Instructions for the task - Copy the records below exactly as they appear.

Point-per-instance localization data:

<<<<

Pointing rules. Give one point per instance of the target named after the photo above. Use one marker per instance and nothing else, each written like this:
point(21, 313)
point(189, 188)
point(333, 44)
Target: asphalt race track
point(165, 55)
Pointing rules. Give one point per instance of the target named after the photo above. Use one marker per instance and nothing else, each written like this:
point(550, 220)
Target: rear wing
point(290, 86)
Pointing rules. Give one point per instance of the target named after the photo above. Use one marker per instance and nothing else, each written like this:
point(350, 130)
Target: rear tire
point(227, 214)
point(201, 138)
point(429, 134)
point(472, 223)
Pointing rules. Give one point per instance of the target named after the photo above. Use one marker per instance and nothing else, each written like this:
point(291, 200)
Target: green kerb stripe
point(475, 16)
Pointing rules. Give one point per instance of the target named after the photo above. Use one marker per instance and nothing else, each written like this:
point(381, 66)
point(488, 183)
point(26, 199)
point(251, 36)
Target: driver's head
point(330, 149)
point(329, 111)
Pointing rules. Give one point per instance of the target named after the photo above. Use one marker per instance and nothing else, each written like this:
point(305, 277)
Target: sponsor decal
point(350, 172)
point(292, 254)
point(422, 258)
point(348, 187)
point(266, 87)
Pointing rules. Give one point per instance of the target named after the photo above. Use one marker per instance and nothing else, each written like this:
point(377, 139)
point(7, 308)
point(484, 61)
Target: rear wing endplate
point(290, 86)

>>>>

Response area -
Pointing rules. Give one point per instance of the target named after the photo above. Use one marker per instance and nothing else, each written like this:
point(21, 313)
point(189, 188)
point(333, 44)
Target: asphalt race track
point(165, 55)
Pointing rules. Give one point per instance of the target named after the photo above. Use one marker per instance and nothing else, each written like this:
point(550, 220)
Target: rear wing
point(290, 86)
Pointing rules. Give one point per instance of the target named after the photo above. Use one marker per instance and nothing else, each written like this:
point(350, 130)
Target: rear tire
point(227, 214)
point(201, 138)
point(429, 134)
point(472, 223)
Pointing rules. Give one point per instance of the target named after the photo above. Use one marker per instance and nothing else, each written like this:
point(291, 200)
Target: green kerb stripe
point(475, 16)
Pointing rules. Give one point per instance of the target named after the photo above. Use one marker per instance and nothing else, each written like this:
point(381, 66)
point(488, 183)
point(26, 199)
point(251, 36)
Target: driver's head
point(330, 149)
point(329, 111)
Pointing rules. Give one point per instance of the target named after the photo above. Use one marker per instance and nothing else, each written like this:
point(305, 277)
Target: sponsor decal
point(350, 172)
point(292, 254)
point(422, 258)
point(348, 187)
point(266, 87)
Pointing rules. Give one point per instance of the target named after the photo above. Use one marker per instance and nothing else, each written like this:
point(377, 139)
point(7, 308)
point(484, 61)
Target: rear wing endplate
point(290, 86)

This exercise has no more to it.